Texto:
———
Bienes del sufrimiento
Nos ayuda a reparar: nuestros propios pecados y los de nuestros seres queridos, purificando aquí lo que de otra manera tendríamos que purificar con mayor dolor en el purgatorio.
Nos ayuda a acercarnos a Dios: es experiencia común de muchas personas que fue precisamente un gran dolor en la vida el que les llevó a buscar a Dios e iniciar un proceso serio de conversión. El dolor nos hace experimentar la necesidad que tenemos del Señor.
Nos desprende de las cosas de la tierra: nos hace experimentar con mucha fuerza que la tierra es un destierro y anhelar el cielo, nuestra patria definitiva.
Nos enseña la humildad: doblega nuestro orgullo que nos hacía creer que teníamos todo bajo control. Nos hace levantar nuestros ojos a Dios, suplicando su ayuda.
Nos enseña la misericordia de Dios: que siempre viene en ayuda del que le invoca: “un corazón quebrantado y humillado, tú no lo desprecias” (Sal 51,19).
Nos enseña a ejercer misericordia: en muchas ocasiones sólo el que padece, compadece. Así, el que ha experimentado qué es sufrir no dejará de aliviar el dolor de los demás en la medida de sus posibilidades.
Fortalece nuestra Voluntad: el sufrimiento ha sido el maestro de innumerable cantidad de grandes hombres que forjaron, precisamente a través de él, una voluntad firme, inquebrantable, que no se deja vencer por las adversidades, sino que las enfrenta con valentía.
Purifica y prueba el verdadero amor: muchos siguieron al Señor mientras hacía milagros y predicaba, pero pocos permanecieron con él al pié de la Cruz. Es la hora de la prueba la que manifiesta y purifica el amor a Dios y a nuestro prójimo, haciéndolo superar la fase meramente sentimental.
Nos asemeja a Jesús y a María: nos configura con Cristo y su Madre de una manera perfectísima, y la santidad no consiste en otra cosa que en esa configuración con Cristo.
Estas, sin ser exhaustivas, son las razones por las que la mortificación cristiana tiene tanto valor ante los ojos de Dios y logra tanto crecimiento en la vida espiritual.
El dolor será vencido definitivamente
Concluyamos esta lección con unas bellas palabras del Catecismo de la Iglesia Católica que nos llenan de esperanza y fortaleza: «Creemos firmemente que Dios es el Señor del mundo y de la historia. Pero los caminos de su providencia nos son con frecuencia desconocidos. Sólo al final, cuando tenga fin nuestro conocimiento parcial, cuando veamos a Dios “cara a cara” (1 Cor 13, 12), nos serán plenamente conocidos los caminos por los cuales, incluso a través de los dramas del mal y del pecado, Dios habrá conducido su creación hasta el reposo de ese Sabbat (cf. Gén 2, 2) definitivo, en vista del cual creó el cielo y la tierra.» (Catecismo, 314).
PRÁCTICA
Realizar una oración ante el Santísimo Sacramento o ante un crucifijo. En esta oración se escribirá toda la vida agradeciendo al Señor por los momentos bellos y pidiéndole que sane los momentos difíciles, a la vez que se ofrecerán esos sufrimientos que se vivieron por la propia conversión.
[1] cf. Santo Tomás de Aquino, S. Th., 1, q. 25, a. 6.
[2] cf. Santo Tomás de Aquino, Summa contra gentiles, 3, 71.
[3] cf. San Agustín, De libero arbitrio, 1, 1, 1: PL 32, 1221-1223; Santo Tomás de Aquino, S. Th. 1-2, Q. 79, a. 1
[4] San Agustín, Enchiridion de fide, spe et caritate, 11, 3
[5] ROYO, Antonio. Dios y su obra. 1ra Ed. Madrid: La Editorial Católica (BAC), 1963. P. 613.
[6] Juan Pablo II, Mensaje a los enfermos, México, 24 de enero de 1999.
———
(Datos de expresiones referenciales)
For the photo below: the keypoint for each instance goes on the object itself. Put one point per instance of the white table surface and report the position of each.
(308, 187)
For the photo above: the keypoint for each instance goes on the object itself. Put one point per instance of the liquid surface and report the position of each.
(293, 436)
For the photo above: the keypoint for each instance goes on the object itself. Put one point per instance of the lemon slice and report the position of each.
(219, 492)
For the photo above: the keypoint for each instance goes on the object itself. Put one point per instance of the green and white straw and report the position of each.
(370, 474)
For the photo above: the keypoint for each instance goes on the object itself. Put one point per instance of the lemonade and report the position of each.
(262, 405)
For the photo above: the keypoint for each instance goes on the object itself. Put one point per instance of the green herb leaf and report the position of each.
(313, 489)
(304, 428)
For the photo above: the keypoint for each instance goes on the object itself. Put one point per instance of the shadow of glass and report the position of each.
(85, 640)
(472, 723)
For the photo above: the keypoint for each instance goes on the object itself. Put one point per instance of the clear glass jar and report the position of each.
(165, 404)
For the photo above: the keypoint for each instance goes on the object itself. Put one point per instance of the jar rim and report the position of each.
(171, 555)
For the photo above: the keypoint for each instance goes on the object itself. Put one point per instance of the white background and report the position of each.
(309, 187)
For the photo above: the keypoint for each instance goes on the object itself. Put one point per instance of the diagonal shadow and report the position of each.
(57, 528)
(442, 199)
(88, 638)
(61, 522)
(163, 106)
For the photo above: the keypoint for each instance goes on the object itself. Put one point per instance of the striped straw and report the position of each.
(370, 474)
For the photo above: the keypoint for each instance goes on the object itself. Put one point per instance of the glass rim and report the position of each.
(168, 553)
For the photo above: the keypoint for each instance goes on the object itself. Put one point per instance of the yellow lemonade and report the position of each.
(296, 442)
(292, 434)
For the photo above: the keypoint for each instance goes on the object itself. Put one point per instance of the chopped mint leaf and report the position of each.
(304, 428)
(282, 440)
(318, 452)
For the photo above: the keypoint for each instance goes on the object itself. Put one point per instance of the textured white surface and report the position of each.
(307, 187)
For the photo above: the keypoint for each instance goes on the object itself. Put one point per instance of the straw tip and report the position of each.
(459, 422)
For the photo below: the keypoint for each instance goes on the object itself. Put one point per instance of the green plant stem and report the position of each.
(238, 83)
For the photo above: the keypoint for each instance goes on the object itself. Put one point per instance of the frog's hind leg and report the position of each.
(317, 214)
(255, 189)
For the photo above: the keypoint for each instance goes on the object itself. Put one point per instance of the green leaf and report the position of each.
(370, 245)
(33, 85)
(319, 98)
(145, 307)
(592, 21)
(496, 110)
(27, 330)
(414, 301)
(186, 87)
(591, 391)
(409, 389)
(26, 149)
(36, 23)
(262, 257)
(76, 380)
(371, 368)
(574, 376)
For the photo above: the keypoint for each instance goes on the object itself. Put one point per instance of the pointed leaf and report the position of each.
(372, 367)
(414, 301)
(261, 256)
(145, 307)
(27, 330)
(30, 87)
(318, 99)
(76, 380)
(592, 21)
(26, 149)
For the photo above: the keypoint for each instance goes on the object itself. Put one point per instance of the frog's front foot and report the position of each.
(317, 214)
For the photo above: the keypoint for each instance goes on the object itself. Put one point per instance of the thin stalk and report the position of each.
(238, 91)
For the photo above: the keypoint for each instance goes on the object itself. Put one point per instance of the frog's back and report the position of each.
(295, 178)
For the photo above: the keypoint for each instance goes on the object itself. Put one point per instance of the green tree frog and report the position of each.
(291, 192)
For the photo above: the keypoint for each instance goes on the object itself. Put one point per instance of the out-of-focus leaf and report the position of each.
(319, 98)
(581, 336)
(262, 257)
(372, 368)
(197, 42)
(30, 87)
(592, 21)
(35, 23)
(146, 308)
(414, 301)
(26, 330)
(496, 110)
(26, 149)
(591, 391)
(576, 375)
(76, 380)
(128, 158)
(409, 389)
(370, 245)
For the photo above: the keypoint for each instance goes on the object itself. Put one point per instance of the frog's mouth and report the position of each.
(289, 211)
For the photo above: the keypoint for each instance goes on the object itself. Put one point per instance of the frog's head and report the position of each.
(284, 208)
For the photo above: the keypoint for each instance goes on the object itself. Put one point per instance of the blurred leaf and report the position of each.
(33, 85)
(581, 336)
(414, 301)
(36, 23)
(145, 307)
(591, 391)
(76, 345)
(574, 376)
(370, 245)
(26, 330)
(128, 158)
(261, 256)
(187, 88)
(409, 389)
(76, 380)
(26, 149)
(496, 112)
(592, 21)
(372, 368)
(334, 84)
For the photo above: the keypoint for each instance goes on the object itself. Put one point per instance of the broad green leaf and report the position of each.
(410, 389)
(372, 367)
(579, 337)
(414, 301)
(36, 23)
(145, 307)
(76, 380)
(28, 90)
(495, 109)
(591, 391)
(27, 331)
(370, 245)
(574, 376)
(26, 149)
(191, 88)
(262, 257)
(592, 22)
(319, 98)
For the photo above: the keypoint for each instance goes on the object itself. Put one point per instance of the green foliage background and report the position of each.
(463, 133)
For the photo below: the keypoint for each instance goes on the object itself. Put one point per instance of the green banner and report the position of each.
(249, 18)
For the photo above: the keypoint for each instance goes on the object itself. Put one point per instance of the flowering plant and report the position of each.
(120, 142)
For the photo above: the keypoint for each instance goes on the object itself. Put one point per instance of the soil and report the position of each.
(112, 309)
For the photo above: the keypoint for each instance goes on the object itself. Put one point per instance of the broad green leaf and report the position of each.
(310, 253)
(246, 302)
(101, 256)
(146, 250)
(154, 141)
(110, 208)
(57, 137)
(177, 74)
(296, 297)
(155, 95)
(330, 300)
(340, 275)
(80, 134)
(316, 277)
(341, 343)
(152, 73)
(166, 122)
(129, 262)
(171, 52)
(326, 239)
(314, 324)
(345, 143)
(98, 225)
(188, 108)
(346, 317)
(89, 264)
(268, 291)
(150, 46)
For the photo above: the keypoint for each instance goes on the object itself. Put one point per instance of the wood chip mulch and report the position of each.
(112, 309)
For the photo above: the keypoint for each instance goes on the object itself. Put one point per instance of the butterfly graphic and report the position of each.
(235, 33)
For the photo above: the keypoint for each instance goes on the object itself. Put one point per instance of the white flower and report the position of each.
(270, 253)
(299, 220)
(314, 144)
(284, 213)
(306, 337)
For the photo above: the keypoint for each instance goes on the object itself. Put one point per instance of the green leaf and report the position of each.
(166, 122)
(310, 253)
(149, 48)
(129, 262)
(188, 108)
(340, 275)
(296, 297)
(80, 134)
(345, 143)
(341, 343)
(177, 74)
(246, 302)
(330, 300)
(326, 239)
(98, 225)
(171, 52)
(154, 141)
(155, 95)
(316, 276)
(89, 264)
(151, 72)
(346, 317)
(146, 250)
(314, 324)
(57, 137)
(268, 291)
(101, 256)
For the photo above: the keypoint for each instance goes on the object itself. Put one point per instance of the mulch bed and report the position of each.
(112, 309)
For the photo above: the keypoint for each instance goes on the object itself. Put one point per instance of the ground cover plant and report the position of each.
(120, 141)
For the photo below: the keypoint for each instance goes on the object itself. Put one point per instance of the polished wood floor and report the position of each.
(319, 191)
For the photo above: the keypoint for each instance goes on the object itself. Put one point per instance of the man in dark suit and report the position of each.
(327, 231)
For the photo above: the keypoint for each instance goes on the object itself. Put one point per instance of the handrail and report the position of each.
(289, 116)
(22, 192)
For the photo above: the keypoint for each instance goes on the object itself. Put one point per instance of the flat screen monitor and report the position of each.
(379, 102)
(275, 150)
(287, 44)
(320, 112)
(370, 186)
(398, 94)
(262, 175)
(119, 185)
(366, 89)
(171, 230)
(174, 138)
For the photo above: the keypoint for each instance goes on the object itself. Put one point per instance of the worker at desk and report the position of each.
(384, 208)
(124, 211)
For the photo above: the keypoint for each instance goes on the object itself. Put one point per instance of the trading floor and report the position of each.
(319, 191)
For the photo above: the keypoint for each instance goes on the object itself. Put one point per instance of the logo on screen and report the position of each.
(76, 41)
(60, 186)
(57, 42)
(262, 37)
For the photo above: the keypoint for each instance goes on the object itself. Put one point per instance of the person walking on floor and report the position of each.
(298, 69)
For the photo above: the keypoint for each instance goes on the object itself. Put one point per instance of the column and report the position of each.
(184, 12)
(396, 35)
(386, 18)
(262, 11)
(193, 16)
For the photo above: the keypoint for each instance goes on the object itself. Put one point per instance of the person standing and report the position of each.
———
Tarea: Haz una lista de todas las citas de la Biblia que aparecen entre paréntesis en el texto sobre los bienes del sufrimiento. Este material va aparte del texto.

Respuesta escrita:
- Sal 51,19
- 1 Cor 13, 12
- Gén 2, 2